> Supplied text
§
While the U.S. market share of the Russian HVP market is still relatively low (less than 15 percent of total imports from sources outside the former Soviet Union in 1994 and 1995), there is strong potential for growth. One reason for the relatively low U.S. market share is that many U.S. trade competitors (primarily the EU and Central and Eastern European countries) benefit from their closer proximity to the urban areas of Russia. As a result, U.S. exporters are focusing on the Russian Far East, a net food importing region that can purchase agricultural products from Pacific coast ports more cheaply than they can purchase Russian goods due to high internal transportation costs. This economic region contains nearly 8 million people, and in 1993, average monthly wages were nearly 80 percent higher than the Russian average, making it an attractive export market. As these activities expand and the U.S. presence at the wholesale and retail level grows, U.S. market share of the Russian HVP market could increase. Additional growth potential exists as U.S. exports of traditional bulk commodities to Russia are replaced by increased HVP sales.

Continued Strong Import Growth Could Slow Over Long Run

The increase in Russia's HVP imports will likely continue during the next few years and then level off or decline over the next 5 to 10 years. Russia's adherence to market reform and the rate of economic recovery will play a large role in determining the future for HVP imports. Positive economic growth in Russia could occur as soon as 1997. Economic growth and rising incomes would likely increase demand for imported HVP's.

A related factor is the movement of the real exchange rate. Although the Russian ruble has significantly appreciated against the dollar in real terms since 1993, it is likely that the rate of real appreciation will slow over the next few years. At some point the ruble will begin to depreciate, depending on how economic reform proceeds. If significant depreciation takes place, imported HVP's would become more expensive, and possibly less competitive.

The outlook for Russia's agricultural support and trade policies will also affect long-term prospects for its HVP imports. Currently, Russian agricultural support (including subsidies and debt write-off) is lower than during the Soviet era, and moderate, albeit increasing import tariffs exist for most agricultural products. However, calls for higher support and protection levels for Russian domestic producers through the implementation of higher tariffs, quotas, and other measures are rising.
§
Point-based annotation data:
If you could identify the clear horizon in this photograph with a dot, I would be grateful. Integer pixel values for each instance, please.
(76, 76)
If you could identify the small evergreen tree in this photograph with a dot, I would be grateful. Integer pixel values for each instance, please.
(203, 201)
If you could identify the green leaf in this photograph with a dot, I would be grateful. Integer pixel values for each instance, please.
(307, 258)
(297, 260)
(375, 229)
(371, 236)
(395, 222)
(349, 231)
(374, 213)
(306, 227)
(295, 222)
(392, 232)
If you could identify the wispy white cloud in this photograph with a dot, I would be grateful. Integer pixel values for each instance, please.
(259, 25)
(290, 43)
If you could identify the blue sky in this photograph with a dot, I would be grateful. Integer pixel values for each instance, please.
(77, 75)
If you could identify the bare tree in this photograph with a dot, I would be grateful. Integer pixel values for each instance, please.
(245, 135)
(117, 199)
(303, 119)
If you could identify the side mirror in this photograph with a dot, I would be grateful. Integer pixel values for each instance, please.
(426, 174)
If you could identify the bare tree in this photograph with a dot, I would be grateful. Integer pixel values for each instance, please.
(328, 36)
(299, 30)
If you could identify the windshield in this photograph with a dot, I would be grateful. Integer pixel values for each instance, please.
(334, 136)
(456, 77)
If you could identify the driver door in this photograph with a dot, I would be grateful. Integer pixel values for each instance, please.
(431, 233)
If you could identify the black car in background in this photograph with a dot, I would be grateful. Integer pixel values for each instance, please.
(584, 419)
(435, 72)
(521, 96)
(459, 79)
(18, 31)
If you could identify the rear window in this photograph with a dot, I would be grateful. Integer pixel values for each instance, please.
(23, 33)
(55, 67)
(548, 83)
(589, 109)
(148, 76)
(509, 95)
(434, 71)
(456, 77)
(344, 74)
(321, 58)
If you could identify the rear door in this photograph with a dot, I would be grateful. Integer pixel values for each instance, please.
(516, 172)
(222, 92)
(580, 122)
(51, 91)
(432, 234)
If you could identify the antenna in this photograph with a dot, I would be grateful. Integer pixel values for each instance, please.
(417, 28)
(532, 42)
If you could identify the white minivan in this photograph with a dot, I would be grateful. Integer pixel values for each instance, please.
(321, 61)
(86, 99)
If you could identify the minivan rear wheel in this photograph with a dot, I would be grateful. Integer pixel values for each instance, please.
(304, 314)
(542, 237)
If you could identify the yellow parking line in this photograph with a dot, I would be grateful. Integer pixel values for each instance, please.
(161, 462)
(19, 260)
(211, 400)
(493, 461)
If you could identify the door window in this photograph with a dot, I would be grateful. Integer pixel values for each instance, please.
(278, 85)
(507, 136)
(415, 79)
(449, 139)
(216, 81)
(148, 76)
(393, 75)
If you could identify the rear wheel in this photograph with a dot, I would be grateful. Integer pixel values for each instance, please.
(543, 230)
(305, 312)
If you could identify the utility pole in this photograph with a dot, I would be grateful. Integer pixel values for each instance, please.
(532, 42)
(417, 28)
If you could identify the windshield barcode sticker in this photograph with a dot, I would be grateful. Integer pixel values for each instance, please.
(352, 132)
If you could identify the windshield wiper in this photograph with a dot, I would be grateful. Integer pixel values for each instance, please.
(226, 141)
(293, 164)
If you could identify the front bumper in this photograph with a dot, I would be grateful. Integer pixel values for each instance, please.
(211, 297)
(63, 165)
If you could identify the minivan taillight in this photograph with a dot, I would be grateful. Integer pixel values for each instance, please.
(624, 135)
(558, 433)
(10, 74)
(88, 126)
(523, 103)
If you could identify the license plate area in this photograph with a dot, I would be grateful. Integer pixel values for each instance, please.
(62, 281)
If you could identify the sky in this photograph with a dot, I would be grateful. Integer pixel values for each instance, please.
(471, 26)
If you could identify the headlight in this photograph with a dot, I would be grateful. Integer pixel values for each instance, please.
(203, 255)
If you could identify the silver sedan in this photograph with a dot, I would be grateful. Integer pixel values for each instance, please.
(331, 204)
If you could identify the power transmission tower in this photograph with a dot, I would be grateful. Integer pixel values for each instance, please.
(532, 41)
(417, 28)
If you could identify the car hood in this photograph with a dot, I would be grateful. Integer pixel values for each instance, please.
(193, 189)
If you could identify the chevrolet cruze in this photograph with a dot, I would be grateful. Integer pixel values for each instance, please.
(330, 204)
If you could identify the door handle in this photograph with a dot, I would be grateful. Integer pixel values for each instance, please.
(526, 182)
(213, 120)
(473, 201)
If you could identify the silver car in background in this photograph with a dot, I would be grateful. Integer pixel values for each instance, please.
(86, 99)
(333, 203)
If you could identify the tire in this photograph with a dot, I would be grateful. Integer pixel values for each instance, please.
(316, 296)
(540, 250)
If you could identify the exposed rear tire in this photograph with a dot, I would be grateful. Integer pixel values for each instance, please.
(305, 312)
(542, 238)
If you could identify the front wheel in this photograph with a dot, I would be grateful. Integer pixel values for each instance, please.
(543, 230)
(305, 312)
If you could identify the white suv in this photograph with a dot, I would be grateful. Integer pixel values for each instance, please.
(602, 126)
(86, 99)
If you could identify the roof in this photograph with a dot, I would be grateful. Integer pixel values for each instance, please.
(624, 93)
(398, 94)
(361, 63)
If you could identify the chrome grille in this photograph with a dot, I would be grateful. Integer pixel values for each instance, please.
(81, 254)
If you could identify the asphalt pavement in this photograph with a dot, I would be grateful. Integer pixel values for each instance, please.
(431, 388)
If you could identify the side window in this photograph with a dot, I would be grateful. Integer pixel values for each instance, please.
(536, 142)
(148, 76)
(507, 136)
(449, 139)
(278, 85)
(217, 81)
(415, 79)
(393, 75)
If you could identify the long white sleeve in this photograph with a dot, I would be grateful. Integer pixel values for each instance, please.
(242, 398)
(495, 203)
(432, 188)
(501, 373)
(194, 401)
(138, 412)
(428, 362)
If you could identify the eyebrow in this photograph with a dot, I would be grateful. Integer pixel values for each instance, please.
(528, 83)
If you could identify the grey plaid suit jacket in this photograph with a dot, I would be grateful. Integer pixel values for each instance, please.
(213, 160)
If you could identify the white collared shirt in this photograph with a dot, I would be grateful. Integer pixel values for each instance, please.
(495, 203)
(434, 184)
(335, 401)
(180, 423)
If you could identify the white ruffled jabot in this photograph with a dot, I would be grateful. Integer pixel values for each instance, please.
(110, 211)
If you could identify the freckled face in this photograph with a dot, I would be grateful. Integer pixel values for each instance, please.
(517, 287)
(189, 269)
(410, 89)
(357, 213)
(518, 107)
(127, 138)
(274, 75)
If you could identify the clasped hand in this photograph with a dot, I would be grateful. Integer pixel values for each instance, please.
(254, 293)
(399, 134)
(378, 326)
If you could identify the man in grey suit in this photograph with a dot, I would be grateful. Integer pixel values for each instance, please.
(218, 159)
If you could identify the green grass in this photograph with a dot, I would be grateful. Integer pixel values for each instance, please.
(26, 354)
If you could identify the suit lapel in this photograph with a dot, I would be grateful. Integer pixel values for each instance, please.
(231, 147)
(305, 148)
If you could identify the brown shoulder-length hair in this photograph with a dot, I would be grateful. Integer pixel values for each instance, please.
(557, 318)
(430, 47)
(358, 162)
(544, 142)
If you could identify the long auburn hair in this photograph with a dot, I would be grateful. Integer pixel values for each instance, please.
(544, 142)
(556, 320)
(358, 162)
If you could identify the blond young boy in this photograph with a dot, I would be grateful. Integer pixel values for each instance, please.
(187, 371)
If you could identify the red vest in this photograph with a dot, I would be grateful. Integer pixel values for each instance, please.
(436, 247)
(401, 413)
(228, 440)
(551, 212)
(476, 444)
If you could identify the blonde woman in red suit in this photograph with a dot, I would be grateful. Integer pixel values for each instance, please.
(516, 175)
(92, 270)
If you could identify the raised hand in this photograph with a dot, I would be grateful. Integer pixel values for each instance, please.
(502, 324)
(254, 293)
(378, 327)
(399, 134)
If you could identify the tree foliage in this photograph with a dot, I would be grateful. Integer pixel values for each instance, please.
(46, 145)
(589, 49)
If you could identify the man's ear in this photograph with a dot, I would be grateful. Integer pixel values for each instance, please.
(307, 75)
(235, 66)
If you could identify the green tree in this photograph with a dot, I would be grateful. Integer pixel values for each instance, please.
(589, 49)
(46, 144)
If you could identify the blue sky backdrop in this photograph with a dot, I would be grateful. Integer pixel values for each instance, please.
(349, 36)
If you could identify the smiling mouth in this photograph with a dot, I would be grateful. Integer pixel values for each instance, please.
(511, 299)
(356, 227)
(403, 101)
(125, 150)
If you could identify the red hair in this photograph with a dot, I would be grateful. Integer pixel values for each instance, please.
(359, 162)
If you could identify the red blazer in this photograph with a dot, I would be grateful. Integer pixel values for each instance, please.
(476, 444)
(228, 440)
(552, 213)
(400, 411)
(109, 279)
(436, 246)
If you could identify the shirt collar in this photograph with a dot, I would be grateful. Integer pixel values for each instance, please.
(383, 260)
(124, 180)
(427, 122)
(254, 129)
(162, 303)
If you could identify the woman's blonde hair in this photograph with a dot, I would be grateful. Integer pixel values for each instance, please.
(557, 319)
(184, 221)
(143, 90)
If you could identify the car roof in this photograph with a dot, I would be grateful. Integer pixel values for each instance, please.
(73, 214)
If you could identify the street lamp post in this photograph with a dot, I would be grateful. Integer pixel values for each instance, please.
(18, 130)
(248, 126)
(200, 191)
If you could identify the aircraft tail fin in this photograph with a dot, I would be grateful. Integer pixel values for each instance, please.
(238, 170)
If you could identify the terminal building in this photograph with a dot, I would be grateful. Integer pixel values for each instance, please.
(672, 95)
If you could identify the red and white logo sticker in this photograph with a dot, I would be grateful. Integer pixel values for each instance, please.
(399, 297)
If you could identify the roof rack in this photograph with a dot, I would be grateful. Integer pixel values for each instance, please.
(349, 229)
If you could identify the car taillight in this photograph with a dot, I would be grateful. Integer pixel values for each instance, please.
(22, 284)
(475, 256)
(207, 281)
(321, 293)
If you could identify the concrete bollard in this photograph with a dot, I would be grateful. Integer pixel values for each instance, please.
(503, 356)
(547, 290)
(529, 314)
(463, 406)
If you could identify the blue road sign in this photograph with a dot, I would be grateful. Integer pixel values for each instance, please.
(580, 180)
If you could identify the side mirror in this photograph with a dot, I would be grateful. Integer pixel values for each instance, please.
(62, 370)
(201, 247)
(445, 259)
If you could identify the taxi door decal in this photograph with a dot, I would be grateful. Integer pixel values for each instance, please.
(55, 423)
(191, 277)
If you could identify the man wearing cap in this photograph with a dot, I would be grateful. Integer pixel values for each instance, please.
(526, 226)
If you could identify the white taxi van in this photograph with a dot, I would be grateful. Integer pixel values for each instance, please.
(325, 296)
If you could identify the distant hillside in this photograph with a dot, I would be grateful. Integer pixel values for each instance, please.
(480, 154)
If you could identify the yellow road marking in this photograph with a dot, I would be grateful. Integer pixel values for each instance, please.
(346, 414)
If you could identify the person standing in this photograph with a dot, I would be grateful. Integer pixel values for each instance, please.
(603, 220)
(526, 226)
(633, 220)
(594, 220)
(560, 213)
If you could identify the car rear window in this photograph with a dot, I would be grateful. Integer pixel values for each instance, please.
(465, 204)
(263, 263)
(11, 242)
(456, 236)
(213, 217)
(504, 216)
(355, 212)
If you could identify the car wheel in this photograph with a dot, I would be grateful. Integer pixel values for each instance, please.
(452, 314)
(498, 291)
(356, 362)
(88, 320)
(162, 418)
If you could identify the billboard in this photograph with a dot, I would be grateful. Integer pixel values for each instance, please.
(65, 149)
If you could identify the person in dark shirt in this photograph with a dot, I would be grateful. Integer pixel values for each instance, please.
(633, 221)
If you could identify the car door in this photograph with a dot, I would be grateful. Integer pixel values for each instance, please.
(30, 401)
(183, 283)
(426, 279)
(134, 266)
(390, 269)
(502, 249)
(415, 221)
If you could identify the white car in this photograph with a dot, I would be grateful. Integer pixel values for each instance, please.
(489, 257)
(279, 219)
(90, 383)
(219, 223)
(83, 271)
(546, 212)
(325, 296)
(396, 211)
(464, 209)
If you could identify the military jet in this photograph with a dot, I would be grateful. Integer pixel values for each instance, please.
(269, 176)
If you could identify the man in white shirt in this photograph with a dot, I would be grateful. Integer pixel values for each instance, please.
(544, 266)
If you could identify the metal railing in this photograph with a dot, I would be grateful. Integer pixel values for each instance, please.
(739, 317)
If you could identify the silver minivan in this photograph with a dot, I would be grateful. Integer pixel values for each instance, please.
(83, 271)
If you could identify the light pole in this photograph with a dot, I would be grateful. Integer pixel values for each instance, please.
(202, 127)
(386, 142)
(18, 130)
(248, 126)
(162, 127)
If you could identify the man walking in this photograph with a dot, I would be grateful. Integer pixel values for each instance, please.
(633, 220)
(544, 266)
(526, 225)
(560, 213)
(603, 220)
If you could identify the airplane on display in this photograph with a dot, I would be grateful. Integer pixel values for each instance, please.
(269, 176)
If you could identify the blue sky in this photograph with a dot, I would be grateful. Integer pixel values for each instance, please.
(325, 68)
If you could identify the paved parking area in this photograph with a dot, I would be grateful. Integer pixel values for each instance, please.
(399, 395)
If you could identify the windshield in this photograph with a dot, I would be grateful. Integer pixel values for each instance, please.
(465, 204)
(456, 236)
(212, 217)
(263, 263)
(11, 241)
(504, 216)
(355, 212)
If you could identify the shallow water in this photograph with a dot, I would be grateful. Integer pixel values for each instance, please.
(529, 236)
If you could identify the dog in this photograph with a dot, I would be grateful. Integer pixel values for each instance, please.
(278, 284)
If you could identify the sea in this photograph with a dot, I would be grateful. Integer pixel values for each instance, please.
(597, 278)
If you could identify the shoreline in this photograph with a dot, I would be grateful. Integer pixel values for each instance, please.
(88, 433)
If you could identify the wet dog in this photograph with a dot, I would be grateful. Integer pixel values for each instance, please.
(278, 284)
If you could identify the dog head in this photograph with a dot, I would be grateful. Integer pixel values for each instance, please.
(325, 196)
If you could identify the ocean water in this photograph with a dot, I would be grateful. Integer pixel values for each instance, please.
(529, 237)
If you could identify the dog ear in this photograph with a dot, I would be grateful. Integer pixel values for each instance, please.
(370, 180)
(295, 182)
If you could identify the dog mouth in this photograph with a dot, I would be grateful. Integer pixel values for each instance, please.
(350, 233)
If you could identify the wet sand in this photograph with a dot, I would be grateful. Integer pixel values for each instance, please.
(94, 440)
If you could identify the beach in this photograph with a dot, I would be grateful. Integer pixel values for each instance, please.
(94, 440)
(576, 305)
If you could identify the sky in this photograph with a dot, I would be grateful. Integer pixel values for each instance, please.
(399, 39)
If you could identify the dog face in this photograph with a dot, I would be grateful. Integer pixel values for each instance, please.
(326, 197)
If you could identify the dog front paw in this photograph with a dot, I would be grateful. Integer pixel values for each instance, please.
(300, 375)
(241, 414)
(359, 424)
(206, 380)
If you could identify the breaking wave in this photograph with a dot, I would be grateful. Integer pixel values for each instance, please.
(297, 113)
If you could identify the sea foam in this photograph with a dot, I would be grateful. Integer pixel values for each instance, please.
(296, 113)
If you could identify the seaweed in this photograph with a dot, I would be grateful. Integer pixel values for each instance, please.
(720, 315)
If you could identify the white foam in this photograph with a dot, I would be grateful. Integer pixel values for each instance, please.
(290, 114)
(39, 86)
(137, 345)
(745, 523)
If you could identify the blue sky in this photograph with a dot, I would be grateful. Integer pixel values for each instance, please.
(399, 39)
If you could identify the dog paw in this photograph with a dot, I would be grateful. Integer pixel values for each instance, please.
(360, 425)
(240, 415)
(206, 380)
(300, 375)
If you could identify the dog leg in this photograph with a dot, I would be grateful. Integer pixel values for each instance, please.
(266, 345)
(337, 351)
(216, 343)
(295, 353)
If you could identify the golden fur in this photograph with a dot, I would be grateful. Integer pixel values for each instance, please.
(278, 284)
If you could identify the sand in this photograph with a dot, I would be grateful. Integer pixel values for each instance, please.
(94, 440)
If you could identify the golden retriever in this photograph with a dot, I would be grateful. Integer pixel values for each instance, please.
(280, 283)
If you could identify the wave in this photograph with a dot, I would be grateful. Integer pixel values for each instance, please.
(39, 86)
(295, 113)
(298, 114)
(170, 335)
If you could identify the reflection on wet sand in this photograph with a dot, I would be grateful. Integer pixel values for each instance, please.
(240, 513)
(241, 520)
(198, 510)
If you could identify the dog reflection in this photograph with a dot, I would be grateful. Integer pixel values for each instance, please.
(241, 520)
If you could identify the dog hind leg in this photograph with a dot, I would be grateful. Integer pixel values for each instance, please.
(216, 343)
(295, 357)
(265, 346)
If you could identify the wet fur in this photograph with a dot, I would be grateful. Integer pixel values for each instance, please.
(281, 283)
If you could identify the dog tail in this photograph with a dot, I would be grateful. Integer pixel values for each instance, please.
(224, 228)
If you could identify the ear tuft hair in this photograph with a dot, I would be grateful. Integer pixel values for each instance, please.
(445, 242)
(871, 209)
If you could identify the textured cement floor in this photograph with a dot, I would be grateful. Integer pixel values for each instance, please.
§
> Task brief
Reproduce word for word the stretch of the text on Russia's imports of high-value products from "The outlook for" through "measures are rising.". The records were drawn from a separate source, unrelated to the text.

> Exercise answer
The outlook for Russia's agricultural support and trade policies will also affect long-term prospects for its HVP imports. Currently, Russian agricultural support (including subsidies and debt write-off) is lower than during the Soviet era, and moderate, albeit increasing import tariffs exist for most agricultural products. However, calls for higher support and protection levels for Russian domestic producers through the implementation of higher tariffs, quotas, and other measures are rising.